# The problem
Give the number of lines in the material below where the word "photo" shows up, without anything else.

# Input data
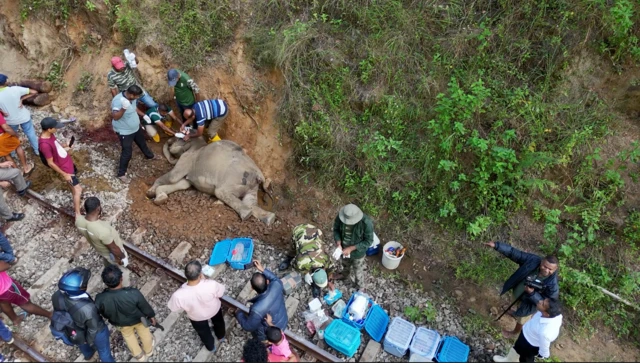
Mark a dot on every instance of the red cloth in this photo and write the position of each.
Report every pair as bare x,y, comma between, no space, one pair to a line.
51,148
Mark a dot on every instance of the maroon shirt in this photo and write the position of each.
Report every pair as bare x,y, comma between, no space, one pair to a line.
51,148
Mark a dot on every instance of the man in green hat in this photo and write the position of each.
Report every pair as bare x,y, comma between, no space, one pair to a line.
353,233
311,258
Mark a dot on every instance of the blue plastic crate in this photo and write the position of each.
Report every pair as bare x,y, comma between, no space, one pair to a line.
424,345
452,350
223,252
376,322
342,337
399,337
345,316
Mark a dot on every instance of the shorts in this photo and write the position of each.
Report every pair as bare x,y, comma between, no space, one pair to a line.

# Solution for this task
5